↓↓↓
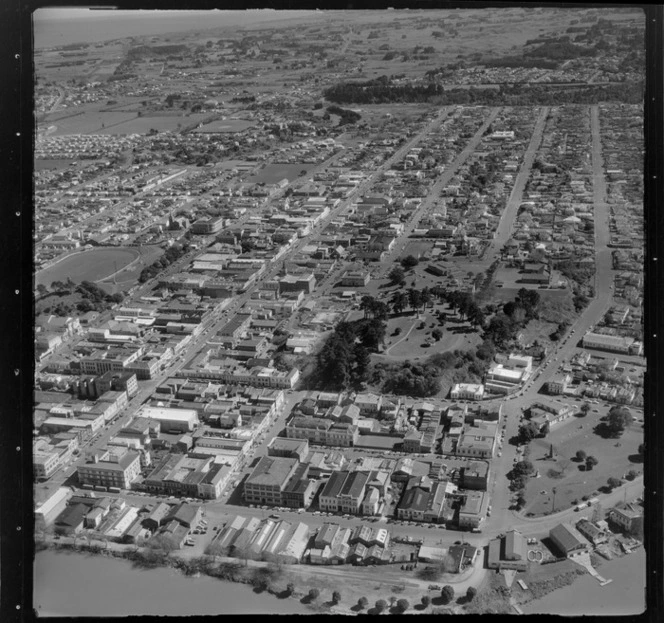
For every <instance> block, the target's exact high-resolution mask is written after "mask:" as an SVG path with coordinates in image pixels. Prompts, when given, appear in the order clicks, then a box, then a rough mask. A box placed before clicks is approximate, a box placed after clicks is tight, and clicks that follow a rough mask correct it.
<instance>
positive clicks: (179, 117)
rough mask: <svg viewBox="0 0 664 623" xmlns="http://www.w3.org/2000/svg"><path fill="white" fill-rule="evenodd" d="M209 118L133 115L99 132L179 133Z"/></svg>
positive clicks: (200, 116)
mask: <svg viewBox="0 0 664 623" xmlns="http://www.w3.org/2000/svg"><path fill="white" fill-rule="evenodd" d="M127 114H130V113H127ZM208 116H209V115H207V114H205V115H204V114H193V115H186V114H183V115H154V116H142V117H138V115H133V118H132V119H129V120H128V121H126V122H125V123H121V124H119V125H115V126H113V127H112V128H109V127H107V128H106V129H105V130H104V131H102V132H99V134H147V133H148V132H149V131H150V130H157V131H158V132H177V131H179V130H181V129H184V128H185V127H187V126H190V125H193V124H195V123H200V122H201V121H203V120H204V119H205V118H207V117H208Z"/></svg>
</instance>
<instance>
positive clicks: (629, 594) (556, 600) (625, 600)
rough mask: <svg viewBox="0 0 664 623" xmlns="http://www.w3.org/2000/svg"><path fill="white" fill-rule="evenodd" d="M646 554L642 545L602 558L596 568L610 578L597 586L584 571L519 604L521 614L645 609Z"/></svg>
mask: <svg viewBox="0 0 664 623" xmlns="http://www.w3.org/2000/svg"><path fill="white" fill-rule="evenodd" d="M645 565H646V554H645V550H644V548H643V547H640V548H639V549H638V550H636V551H635V552H634V553H632V554H629V555H627V556H622V557H621V558H615V559H613V560H609V561H605V562H603V563H602V564H601V565H600V566H599V567H598V571H599V572H600V573H601V574H602V576H604V577H605V578H607V579H611V580H612V582H611V583H610V584H607V585H606V586H601V585H600V584H599V582H598V581H597V580H596V579H595V578H593V577H592V576H590V575H589V574H584V575H582V576H579V578H578V579H577V580H575V581H574V582H573V583H572V584H571V585H569V586H565V587H564V588H560V589H557V590H554V591H552V592H550V593H548V594H547V595H544V596H543V597H541V598H540V599H536V600H533V601H531V602H529V603H527V604H524V605H522V609H523V611H524V613H525V614H559V615H582V614H583V615H626V614H638V613H640V612H642V611H643V610H644V609H645V586H646V568H645Z"/></svg>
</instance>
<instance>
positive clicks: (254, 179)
mask: <svg viewBox="0 0 664 623" xmlns="http://www.w3.org/2000/svg"><path fill="white" fill-rule="evenodd" d="M315 166H316V165H314V164H304V163H302V164H286V163H278V164H268V165H266V166H265V167H263V168H262V169H261V170H260V171H259V172H258V173H256V174H255V175H252V176H251V177H250V178H248V179H247V180H246V181H247V182H248V183H249V184H259V183H261V182H263V183H265V184H276V183H277V182H280V181H281V180H283V179H284V178H286V179H287V180H288V181H289V182H292V181H293V180H295V179H297V178H298V177H299V176H300V172H301V171H306V172H307V173H308V172H309V171H310V170H311V169H313V168H314V167H315Z"/></svg>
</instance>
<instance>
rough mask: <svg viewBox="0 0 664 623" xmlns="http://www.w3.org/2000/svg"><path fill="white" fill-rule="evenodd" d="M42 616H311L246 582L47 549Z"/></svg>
mask: <svg viewBox="0 0 664 623" xmlns="http://www.w3.org/2000/svg"><path fill="white" fill-rule="evenodd" d="M34 578H35V582H34V599H33V605H34V608H35V611H36V612H37V614H38V616H42V617H47V616H71V617H80V616H127V615H140V614H146V615H206V614H210V615H213V614H311V611H310V610H309V609H308V608H307V607H306V606H305V605H303V604H301V603H300V602H299V601H298V600H296V599H278V598H276V597H274V596H273V595H270V594H268V593H260V594H256V593H255V592H254V591H253V589H251V588H250V587H249V586H247V585H245V584H236V583H233V582H222V581H220V580H216V579H213V578H209V577H205V576H201V577H197V578H192V577H187V576H185V575H183V574H181V573H180V572H179V571H176V570H174V569H169V568H158V569H149V570H140V569H134V568H133V567H132V565H131V563H130V562H129V561H126V560H122V559H118V558H111V557H108V558H107V557H105V556H96V555H85V554H80V553H68V552H67V553H65V552H56V551H53V550H45V551H42V552H39V553H37V555H36V558H35V565H34Z"/></svg>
↑↑↑
● **Brief**
Render the material above as a numbered list, one item per line, skipping blank lines. Leave the pictures out of your answer.

● **Task output**
1. For every <instance> block, the target's exact high-resolution mask is written after "mask:" as an SVG path with coordinates in image pixels. Prompts, when given, appear in the order clicks, then a box, then a rough mask. A box placed before clicks is approximate, a box placed after clicks is tight, and clicks that follow a rough mask correct it.
2. <instance>
3. positive clicks: (179, 117)
4. rough mask: <svg viewBox="0 0 664 623" xmlns="http://www.w3.org/2000/svg"><path fill="white" fill-rule="evenodd" d="M209 118L133 115L99 132L179 133Z"/></svg>
5. positive clicks: (200, 116)
6. mask: <svg viewBox="0 0 664 623" xmlns="http://www.w3.org/2000/svg"><path fill="white" fill-rule="evenodd" d="M127 114H130V113H127ZM208 116H209V115H207V114H205V115H204V114H193V115H186V114H183V115H154V116H142V117H138V115H133V118H132V119H129V120H128V121H126V122H125V123H121V124H119V125H115V126H113V127H112V128H109V127H107V128H106V129H105V130H104V131H102V132H99V134H147V133H148V132H149V131H150V130H157V131H158V132H177V131H179V130H181V129H184V128H185V127H187V126H190V125H193V124H195V123H200V122H201V121H203V120H204V119H205V118H207V117H208Z"/></svg>
7. </instance>
8. <instance>
9. positive clicks: (629, 594) (556, 600) (625, 600)
10. rough mask: <svg viewBox="0 0 664 623" xmlns="http://www.w3.org/2000/svg"><path fill="white" fill-rule="evenodd" d="M646 554L642 545L602 558L596 568L610 578L597 586L584 571L519 604L521 614L645 609Z"/></svg>
11. mask: <svg viewBox="0 0 664 623" xmlns="http://www.w3.org/2000/svg"><path fill="white" fill-rule="evenodd" d="M645 565H646V554H645V550H644V548H643V547H640V548H639V549H638V550H636V551H635V552H634V553H632V554H629V555H627V556H622V557H621V558H615V559H613V560H609V561H605V562H603V563H602V564H601V565H600V566H599V567H598V571H599V572H600V573H601V574H602V576H604V577H605V578H607V579H611V580H612V582H611V583H610V584H607V585H606V586H601V585H600V584H599V582H598V581H597V580H596V579H595V578H593V577H592V576H590V575H589V574H584V575H582V576H579V578H578V579H577V580H575V581H574V582H573V583H572V584H571V585H569V586H565V587H564V588H560V589H557V590H554V591H552V592H550V593H548V594H547V595H544V596H543V597H541V598H540V599H536V600H533V601H531V602H529V603H527V604H524V605H522V609H523V611H524V613H525V614H559V615H582V614H583V615H626V614H638V613H640V612H642V611H643V610H644V609H645V586H646V568H645Z"/></svg>
12. </instance>
13. <instance>
14. positive clicks: (254, 179)
15. mask: <svg viewBox="0 0 664 623" xmlns="http://www.w3.org/2000/svg"><path fill="white" fill-rule="evenodd" d="M315 166H316V165H314V164H304V163H302V164H286V163H278V164H268V165H266V166H265V167H263V168H262V169H261V170H260V171H259V172H258V173H256V174H255V175H252V176H251V177H250V178H248V179H247V180H246V181H247V182H248V183H249V184H259V183H261V182H263V183H265V184H276V183H277V182H280V181H281V180H283V179H284V178H286V179H287V180H288V181H289V182H292V181H293V180H295V179H297V178H298V177H299V176H300V172H301V171H306V172H307V173H308V172H309V171H310V170H311V169H313V168H314V167H315Z"/></svg>
16. </instance>
17. <instance>
18. rough mask: <svg viewBox="0 0 664 623" xmlns="http://www.w3.org/2000/svg"><path fill="white" fill-rule="evenodd" d="M42 616H311L246 582L47 549Z"/></svg>
19. mask: <svg viewBox="0 0 664 623" xmlns="http://www.w3.org/2000/svg"><path fill="white" fill-rule="evenodd" d="M34 578H35V582H34V599H33V605H34V608H35V611H36V612H37V614H38V616H42V617H47V616H71V617H80V616H127V615H140V614H146V615H206V614H210V615H213V614H311V611H310V610H309V609H308V608H307V607H306V606H305V605H303V604H301V603H300V602H299V601H298V600H296V599H278V598H276V597H274V596H273V595H270V594H268V593H260V594H256V593H255V592H254V591H253V589H251V588H250V587H249V586H247V585H245V584H236V583H233V582H222V581H220V580H216V579H213V578H209V577H205V576H201V577H197V578H192V577H187V576H185V575H183V574H181V573H180V572H179V571H176V570H174V569H169V568H158V569H149V570H140V569H134V568H133V567H132V565H131V563H130V562H129V561H126V560H122V559H118V558H111V557H108V558H107V557H105V556H96V555H85V554H80V553H68V552H67V553H65V552H56V551H53V550H45V551H42V552H39V553H37V555H36V558H35V565H34Z"/></svg>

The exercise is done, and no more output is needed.